Skip every picture and transcribe the remaining material exactly.

## begin STORED RECORDS

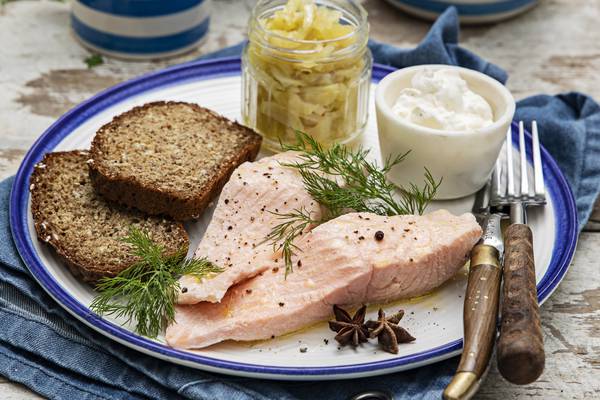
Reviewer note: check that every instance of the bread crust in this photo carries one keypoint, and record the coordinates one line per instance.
(90, 273)
(153, 199)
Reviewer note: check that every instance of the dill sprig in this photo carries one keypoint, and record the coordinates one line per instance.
(282, 235)
(343, 180)
(147, 290)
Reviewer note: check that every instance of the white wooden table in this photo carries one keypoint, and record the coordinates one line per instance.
(552, 49)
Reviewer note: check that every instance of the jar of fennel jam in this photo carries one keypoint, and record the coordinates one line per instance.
(306, 68)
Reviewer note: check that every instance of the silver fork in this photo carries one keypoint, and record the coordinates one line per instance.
(520, 349)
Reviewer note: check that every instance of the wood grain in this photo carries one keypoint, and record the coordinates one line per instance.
(520, 348)
(481, 309)
(554, 48)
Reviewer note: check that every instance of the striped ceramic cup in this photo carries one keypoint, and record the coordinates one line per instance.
(470, 11)
(140, 29)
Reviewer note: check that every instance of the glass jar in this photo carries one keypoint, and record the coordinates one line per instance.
(290, 83)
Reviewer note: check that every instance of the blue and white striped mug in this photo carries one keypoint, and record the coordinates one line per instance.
(470, 11)
(140, 29)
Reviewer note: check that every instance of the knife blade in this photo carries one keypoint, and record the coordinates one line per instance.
(480, 310)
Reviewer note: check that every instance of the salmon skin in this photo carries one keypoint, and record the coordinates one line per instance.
(245, 214)
(353, 259)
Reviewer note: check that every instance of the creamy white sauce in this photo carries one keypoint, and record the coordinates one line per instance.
(441, 99)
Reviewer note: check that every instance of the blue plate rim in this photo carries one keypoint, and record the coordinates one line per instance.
(558, 188)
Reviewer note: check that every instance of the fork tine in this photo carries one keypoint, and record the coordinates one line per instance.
(537, 164)
(510, 173)
(497, 191)
(523, 163)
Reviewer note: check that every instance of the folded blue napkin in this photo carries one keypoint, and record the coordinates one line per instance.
(49, 351)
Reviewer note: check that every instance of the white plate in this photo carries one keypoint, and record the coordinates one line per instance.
(435, 320)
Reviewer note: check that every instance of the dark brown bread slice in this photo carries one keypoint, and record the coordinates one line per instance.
(168, 157)
(82, 227)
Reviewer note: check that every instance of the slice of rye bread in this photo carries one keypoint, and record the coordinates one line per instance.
(82, 227)
(168, 158)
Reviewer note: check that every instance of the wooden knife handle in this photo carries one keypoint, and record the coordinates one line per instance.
(520, 349)
(481, 309)
(479, 321)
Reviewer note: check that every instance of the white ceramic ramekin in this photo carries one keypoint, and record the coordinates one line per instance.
(464, 160)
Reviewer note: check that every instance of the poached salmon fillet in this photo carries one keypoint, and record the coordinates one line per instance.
(245, 214)
(353, 259)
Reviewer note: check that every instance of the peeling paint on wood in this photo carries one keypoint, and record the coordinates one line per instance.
(55, 92)
(551, 49)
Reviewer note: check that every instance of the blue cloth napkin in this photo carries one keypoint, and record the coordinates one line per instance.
(46, 349)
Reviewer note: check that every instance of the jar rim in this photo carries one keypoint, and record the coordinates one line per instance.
(361, 25)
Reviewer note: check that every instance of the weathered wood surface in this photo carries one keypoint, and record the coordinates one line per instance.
(552, 49)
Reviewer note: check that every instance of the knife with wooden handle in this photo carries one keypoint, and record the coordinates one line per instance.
(520, 351)
(480, 314)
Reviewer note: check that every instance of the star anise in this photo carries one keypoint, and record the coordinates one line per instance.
(388, 332)
(351, 330)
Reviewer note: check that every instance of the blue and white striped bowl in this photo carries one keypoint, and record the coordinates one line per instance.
(470, 11)
(140, 29)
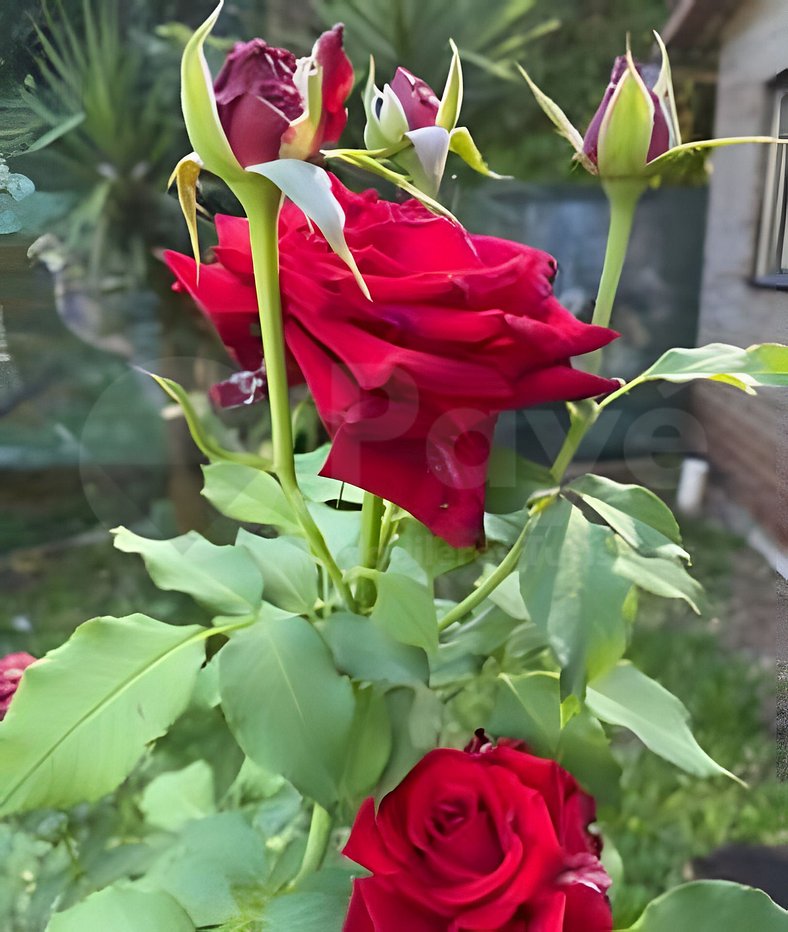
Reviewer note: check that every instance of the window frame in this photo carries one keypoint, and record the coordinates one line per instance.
(775, 192)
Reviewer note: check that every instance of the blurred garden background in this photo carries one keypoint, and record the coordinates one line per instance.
(90, 129)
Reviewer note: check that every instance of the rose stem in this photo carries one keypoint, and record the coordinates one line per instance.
(316, 844)
(623, 197)
(469, 603)
(371, 517)
(261, 200)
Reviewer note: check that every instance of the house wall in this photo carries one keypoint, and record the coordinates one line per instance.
(746, 436)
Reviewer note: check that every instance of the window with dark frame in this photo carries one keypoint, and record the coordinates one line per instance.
(771, 267)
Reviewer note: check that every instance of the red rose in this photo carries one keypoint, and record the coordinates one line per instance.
(263, 99)
(409, 385)
(487, 839)
(11, 668)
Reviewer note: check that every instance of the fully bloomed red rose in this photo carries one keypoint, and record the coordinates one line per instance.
(486, 839)
(12, 666)
(409, 385)
(265, 102)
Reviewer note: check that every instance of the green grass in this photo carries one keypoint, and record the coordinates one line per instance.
(668, 818)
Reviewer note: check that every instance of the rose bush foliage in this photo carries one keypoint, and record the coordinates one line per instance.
(343, 661)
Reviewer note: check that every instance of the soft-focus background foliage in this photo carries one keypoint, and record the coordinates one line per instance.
(90, 113)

## end STORED RECORDS

IN RESPONSE
Reviewer note: check that every instance of the bread crust in this photo carries one keypoint, and record the coordinates one line per instance.
(90, 273)
(153, 199)
Reviewer note: check that every instance of the dill sprig in this photo carries one keypoint, and record the coordinates one line per instance.
(282, 235)
(343, 180)
(147, 290)
Reviewer note: check that every instance of the white wooden table in this photo carries one keypoint, and record the coordinates one line per instance.
(552, 49)
Reviewer note: check that every instance of the jar of fennel jam in this photo carries one keypoint, and record the coordinates one line per instance.
(306, 68)
Reviewer note: check that every instance of the silver fork in this photo carries one keypoint, and record the coordinates one line per instance.
(520, 349)
Reviewer note: check that every instance of the wood grain in this photo carries one keypoint, and record the coordinates one line per instance.
(520, 348)
(481, 309)
(554, 48)
Reviewer note: check that every instance of the striped ceramic cup in this photo carries one keypoint, and record the coordinates one line per instance.
(470, 11)
(140, 29)
Reviewer note: check that every instance of the glass jar in this photo carries one keypoint, and record the coordinates one line per instance.
(290, 83)
Reviewer note: check that every instance of the blue and white striped mug in this photo carries one keypoint, and record the coordinates one line per instance.
(470, 11)
(140, 29)
Reviewer note: check that every instance of the knife blade in this photo carries one keypoint, and record the coordinates one line per instance.
(480, 310)
Reviewer note: check that every instance of the salmon skin in this photo carries one keypoint, and record the coordinates one line per instance.
(245, 214)
(353, 259)
Reviewer note: check that every instance of the creamy white sauce in this photo carries one keypoint, and record the coordinates one line per instance.
(441, 99)
Reviewer note: check that every instance of the blue plate rim in this photo carries one keypoint, and record the coordinates one line per instance.
(558, 188)
Reviewer note: check that every instance of the fork tine in this photo carries one keypoint, and record the coordinates one line per instance.
(537, 164)
(510, 173)
(497, 191)
(523, 163)
Reviewer note: check that every instance of the folded blue napkin in this photo carries one keypoint, and record the coordinates one line per instance.
(49, 351)
Reviewer note: check that every instance of the white plate in this photo carries one keypoint, and record the coordinates one line per instance.
(435, 320)
Reviewer note: check that every instance of the dark brown bread slice in this photo carries one keypoint, and record the coordinates one line per instance.
(168, 157)
(82, 227)
Reviewer note: check that every instance of the slice of rye bread in this photo carries one keypoint, and record the coordinates one line per instance.
(82, 227)
(168, 158)
Reviewer note: check that every instance of the wooden knife handle in this photo carries one keypoint, and record the coordinates one line per instance.
(520, 349)
(481, 309)
(479, 321)
Reviewer note: check that every instance of the white ceramic ramekin in this photo carries one keypoint, and record the coordinates one line per instance.
(464, 160)
Reviewer note: check that every instance of the poached salmon fillet in this photo carries one keypoint, and record the coordinates one line per instance.
(245, 214)
(353, 259)
Reviewer note: check that every instance of the peeling paint on wood in this photo carries one keypoint, and record the coordinates one line per instance.
(55, 92)
(551, 49)
Reviewer note: check that every instance of the blue cloth napkin in this photo carries one keypoint, and record the coordinates one line per instance.
(46, 349)
Reviewer note: check that every instance of the jar rim in this photo carries one keypoint, and record the coordinates one line per instance.
(361, 25)
Reviewer note: check that every instance of the weathered wood surface in this photo carries one keypoint, and record the coordinates one line per instance.
(552, 49)
Reviewer note: check that every instance of the knife with wooden handle in this photo carries one keypoint, and record the coordinates one line per instance.
(520, 351)
(480, 314)
Reviewer note: check that every instance of the star anise in this photo carries one keypoint, and record the coordinates one line per instance.
(388, 332)
(351, 330)
Reviewer note: check that every instance of the blue and white striped bowl in this photo carries one keypoint, and record the coordinates one line per instance.
(470, 11)
(140, 29)
Reviewer note: check that every instance of the window frame in this photo carries one keypoint, and record the coordinates one line per instance.
(775, 192)
Reviewer note: check that every instance of the blurred garden background in this photo carries one keypoint, and record the coordinates one line per instance.
(90, 129)
Reviewer note: check that every instance of the rose stem in this photo carries one keypoint, and record the coordinates one line per instance.
(316, 844)
(623, 197)
(469, 603)
(371, 517)
(261, 200)
Reviewer note: check that every instance of the house wall in this photo carries one keypoint, and record the coordinates one line per instance.
(746, 436)
Reviewer note: check that every instance of the window with dark frame in this photo carries one keypoint, and record the coordinates one line per instance.
(771, 267)
Reviewer note: check that every instance of the red rose in this photo carries one keypoint, and record the coordinates one line per instance.
(263, 99)
(409, 385)
(487, 839)
(11, 668)
Reviewer note: check that every instance of the fully bloomed red rose in this photo carries one keypoint, and record the coordinates one line per instance.
(486, 839)
(12, 666)
(409, 385)
(265, 102)
Reviewer note: check that every instance of the green grass in this photo carries one keypoint, and record the coordinates one line per instance.
(668, 818)
Reviewer note: check that every instance of the rose bush foliage in this photo carries one keypoint, and record the coordinates one line per instance.
(343, 661)
Reviewer note: check that every instance of the soft-focus background foliage in this photo carries one keypoint, and record the coordinates one line per instance.
(90, 113)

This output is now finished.